Transcribe the listing word for word.

Collection entries

_ _ _ _

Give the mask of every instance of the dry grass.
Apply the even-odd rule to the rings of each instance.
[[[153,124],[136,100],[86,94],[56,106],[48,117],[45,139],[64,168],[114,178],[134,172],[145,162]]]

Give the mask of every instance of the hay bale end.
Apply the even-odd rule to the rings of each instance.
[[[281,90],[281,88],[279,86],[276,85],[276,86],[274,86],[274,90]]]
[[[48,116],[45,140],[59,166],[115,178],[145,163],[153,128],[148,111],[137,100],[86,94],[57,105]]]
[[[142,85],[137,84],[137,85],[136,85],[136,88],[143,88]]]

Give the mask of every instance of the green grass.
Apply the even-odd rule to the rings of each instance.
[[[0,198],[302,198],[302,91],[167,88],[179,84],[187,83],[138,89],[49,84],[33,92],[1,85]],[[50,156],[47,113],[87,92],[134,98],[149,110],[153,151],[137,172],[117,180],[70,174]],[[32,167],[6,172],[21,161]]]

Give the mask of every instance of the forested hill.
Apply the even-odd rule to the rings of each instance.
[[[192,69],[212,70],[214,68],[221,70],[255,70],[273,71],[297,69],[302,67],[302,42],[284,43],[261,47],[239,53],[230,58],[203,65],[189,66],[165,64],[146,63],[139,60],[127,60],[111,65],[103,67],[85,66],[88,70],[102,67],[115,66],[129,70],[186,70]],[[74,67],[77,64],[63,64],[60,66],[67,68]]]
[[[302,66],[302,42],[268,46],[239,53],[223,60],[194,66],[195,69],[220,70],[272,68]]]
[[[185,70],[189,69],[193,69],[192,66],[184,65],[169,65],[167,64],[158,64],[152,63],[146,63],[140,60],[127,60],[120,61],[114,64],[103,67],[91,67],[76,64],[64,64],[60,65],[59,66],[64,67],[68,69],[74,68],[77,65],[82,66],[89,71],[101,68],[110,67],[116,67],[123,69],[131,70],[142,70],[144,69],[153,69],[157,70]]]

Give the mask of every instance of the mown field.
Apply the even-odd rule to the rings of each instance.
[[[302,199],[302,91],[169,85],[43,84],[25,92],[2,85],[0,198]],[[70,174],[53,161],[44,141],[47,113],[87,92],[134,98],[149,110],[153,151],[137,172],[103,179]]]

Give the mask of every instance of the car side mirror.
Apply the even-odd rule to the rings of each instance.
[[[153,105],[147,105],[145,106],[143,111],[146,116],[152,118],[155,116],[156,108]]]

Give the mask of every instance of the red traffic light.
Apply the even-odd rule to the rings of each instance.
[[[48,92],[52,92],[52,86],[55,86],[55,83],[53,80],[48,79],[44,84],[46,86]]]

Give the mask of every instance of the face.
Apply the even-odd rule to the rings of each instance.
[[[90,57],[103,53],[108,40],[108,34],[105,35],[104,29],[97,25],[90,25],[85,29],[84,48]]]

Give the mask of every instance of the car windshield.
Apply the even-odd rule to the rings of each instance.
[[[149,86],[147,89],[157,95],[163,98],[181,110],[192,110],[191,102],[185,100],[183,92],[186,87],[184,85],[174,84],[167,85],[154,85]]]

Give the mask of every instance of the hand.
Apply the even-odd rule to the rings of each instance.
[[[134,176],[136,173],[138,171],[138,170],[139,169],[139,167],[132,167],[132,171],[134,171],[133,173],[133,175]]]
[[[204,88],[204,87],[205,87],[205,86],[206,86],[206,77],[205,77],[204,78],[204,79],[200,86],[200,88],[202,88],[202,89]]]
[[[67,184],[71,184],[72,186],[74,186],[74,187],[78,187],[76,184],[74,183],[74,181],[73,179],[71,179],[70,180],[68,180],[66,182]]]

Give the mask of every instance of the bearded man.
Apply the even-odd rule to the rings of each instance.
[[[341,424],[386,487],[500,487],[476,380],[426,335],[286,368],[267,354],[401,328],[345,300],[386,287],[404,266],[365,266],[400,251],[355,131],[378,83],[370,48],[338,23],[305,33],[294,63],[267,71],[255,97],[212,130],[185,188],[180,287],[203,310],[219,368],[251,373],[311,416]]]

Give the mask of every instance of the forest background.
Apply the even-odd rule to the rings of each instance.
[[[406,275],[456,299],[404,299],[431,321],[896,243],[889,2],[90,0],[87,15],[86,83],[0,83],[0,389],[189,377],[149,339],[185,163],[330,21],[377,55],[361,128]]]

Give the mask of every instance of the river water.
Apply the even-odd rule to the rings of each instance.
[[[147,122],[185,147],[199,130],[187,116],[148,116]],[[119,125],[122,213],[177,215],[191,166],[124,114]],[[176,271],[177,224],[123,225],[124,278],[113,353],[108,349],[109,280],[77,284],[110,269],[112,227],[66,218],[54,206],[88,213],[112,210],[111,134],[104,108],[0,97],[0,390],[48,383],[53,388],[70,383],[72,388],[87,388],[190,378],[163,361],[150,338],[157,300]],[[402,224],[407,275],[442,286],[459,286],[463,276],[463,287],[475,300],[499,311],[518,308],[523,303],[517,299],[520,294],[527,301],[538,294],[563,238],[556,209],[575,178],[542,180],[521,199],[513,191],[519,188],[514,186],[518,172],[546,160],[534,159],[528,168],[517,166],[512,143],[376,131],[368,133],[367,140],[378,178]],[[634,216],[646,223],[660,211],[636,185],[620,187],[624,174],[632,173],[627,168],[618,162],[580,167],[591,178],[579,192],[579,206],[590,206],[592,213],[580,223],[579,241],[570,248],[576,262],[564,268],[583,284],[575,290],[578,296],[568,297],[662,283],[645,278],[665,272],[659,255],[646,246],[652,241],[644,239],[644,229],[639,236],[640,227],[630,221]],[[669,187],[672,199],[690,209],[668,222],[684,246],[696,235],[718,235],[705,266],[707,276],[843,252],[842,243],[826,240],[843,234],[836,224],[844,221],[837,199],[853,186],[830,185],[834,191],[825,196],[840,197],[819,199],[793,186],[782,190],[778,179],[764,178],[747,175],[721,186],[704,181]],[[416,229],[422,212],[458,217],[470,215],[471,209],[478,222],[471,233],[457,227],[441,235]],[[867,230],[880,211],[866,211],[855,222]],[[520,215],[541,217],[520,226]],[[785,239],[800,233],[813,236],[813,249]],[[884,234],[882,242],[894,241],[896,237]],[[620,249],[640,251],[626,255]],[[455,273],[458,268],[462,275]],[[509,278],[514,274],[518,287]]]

_ _ _ _

(Response to this task):
Give the mask of every instance of the dry grass.
Apply the even-odd rule to the rings of each instance.
[[[153,124],[136,100],[86,94],[56,106],[48,117],[45,139],[64,168],[114,178],[134,172],[145,162]]]

Give the mask of every instance of the hay bale end.
Apply the even-odd rule to the rings of each instance.
[[[281,90],[281,88],[279,86],[276,85],[276,86],[274,86],[274,90]]]
[[[48,116],[45,140],[59,166],[115,178],[145,163],[153,128],[148,111],[137,100],[86,94],[57,105]]]
[[[142,85],[137,84],[137,85],[136,85],[136,88],[143,88]]]

Give the mask of every instance of the green grass.
Apply the even-odd rule to the rings of each instance.
[[[0,198],[302,198],[302,91],[167,88],[179,84],[187,83],[138,89],[49,84],[33,92],[1,85]],[[50,156],[47,113],[87,92],[134,98],[149,110],[153,151],[137,172],[117,180],[70,174]],[[32,167],[6,172],[21,161]]]

Give the mask of every instance of the forested hill.
Apply the even-odd rule to the rings of each instance.
[[[192,69],[212,70],[214,68],[221,70],[255,70],[273,71],[297,69],[302,67],[302,42],[284,43],[261,47],[239,53],[230,58],[203,65],[189,66],[165,64],[146,63],[139,60],[127,60],[111,65],[103,67],[85,66],[88,70],[102,67],[115,66],[129,70],[186,70]],[[74,67],[77,64],[63,64],[60,66],[67,68]]]
[[[302,66],[302,42],[268,46],[239,53],[223,60],[194,66],[195,69],[220,70],[272,68]]]
[[[185,70],[189,69],[193,69],[192,66],[184,65],[169,65],[167,64],[158,64],[152,63],[146,63],[140,60],[127,60],[120,61],[114,64],[103,67],[91,67],[76,64],[64,64],[60,65],[59,66],[64,67],[68,69],[74,68],[77,65],[82,66],[89,71],[101,68],[110,67],[116,67],[123,69],[131,70],[142,70],[144,69],[153,69],[157,70]]]

Give the mask of every instance of the mown field.
Apply the even-odd rule to the rings of each instance.
[[[302,199],[302,91],[169,85],[43,84],[25,92],[2,85],[0,198]],[[70,174],[53,161],[44,141],[47,113],[87,92],[134,98],[149,110],[153,151],[137,172],[103,179]]]

Give the mask of every instance of the car side mirror.
Apply the even-odd rule to the rings of each instance.
[[[153,105],[147,105],[145,106],[143,111],[146,116],[152,118],[155,116],[156,108]]]

Give the mask of every instance of the red traffic light.
Apply the even-odd rule to the rings of each instance.
[[[48,92],[52,92],[52,86],[55,86],[55,83],[53,80],[48,79],[44,84],[46,86]]]

Give the mask of every instance of the face.
Apply the even-odd rule to the rings of each instance.
[[[90,57],[103,53],[108,40],[108,34],[105,35],[104,29],[97,25],[90,25],[85,29],[84,48]]]

Give the mask of every instance of the car windshield.
Apply the even-odd rule to the rings of each instance.
[[[149,86],[147,89],[157,95],[163,98],[181,110],[192,110],[191,102],[185,100],[183,92],[186,87],[184,85],[174,84],[167,85],[154,85]]]

Give the mask of every instance of the hand.
Apply the even-odd rule to the rings of each instance.
[[[134,176],[136,173],[138,171],[138,170],[139,169],[139,167],[132,167],[132,171],[134,171],[133,173],[133,175]]]
[[[204,88],[204,87],[205,87],[205,86],[206,86],[206,77],[205,77],[204,78],[204,79],[200,86],[200,88],[202,88],[202,89]]]
[[[67,184],[71,184],[72,186],[74,186],[74,187],[78,187],[76,184],[74,183],[74,181],[73,179],[71,179],[70,180],[68,180],[66,182]]]

Give the mask of every instance of the bearded man.
Apply the even-odd rule to the rings of each instance.
[[[341,424],[386,487],[500,487],[476,380],[426,335],[286,368],[267,354],[401,328],[345,300],[386,287],[404,266],[365,266],[400,251],[355,131],[378,83],[370,48],[338,23],[305,33],[294,63],[267,71],[255,97],[212,130],[185,188],[180,287],[203,310],[219,368],[251,373],[311,416]]]

Give the mask of every instance of the forest background.
Apply the even-odd rule to the rings of each instance.
[[[406,275],[456,299],[404,299],[431,321],[896,243],[889,2],[90,0],[87,15],[86,83],[0,83],[0,389],[189,377],[149,339],[185,163],[330,21],[377,55],[361,128]]]

Give the mask of every instance of the river water.
Apply the even-odd rule to the rings of each instance.
[[[147,122],[185,147],[199,130],[187,116],[148,116]],[[119,125],[122,213],[177,215],[191,166],[124,114]],[[176,271],[177,224],[123,225],[124,278],[113,353],[108,349],[109,280],[77,284],[110,269],[112,227],[66,218],[54,206],[88,213],[112,210],[111,134],[104,108],[0,97],[0,390],[48,383],[53,388],[70,383],[72,388],[87,388],[190,378],[163,361],[150,338],[157,300]],[[402,224],[407,275],[442,286],[459,286],[463,276],[463,287],[475,300],[499,311],[518,308],[523,303],[517,299],[520,294],[527,301],[538,294],[563,238],[556,209],[575,178],[542,180],[521,199],[513,191],[519,188],[514,186],[518,172],[546,160],[534,159],[528,168],[517,166],[512,143],[376,131],[368,133],[367,140],[378,178]],[[634,216],[646,223],[660,211],[636,185],[620,187],[624,174],[632,173],[627,168],[618,162],[580,167],[591,178],[579,192],[579,206],[590,206],[592,213],[580,223],[579,241],[570,248],[576,262],[564,268],[583,284],[575,290],[578,296],[568,297],[662,283],[645,278],[665,272],[659,255],[646,246],[652,241],[644,239],[644,229],[639,236],[640,227],[630,221]],[[669,187],[672,199],[690,209],[668,222],[684,246],[696,235],[718,235],[705,266],[707,276],[843,252],[842,243],[826,240],[843,234],[836,224],[844,221],[837,199],[853,186],[830,185],[834,191],[825,196],[840,197],[819,199],[793,186],[782,190],[778,179],[764,178],[747,175],[721,186],[704,181]],[[416,229],[422,212],[458,217],[470,215],[471,209],[478,222],[471,233],[457,227],[441,235]],[[867,230],[880,211],[866,211],[855,222]],[[520,215],[541,217],[520,226]],[[785,239],[800,233],[813,236],[813,249]],[[884,234],[882,242],[894,241],[896,237]],[[620,249],[640,251],[626,255]],[[455,273],[458,268],[462,275]],[[509,278],[514,274],[518,287]]]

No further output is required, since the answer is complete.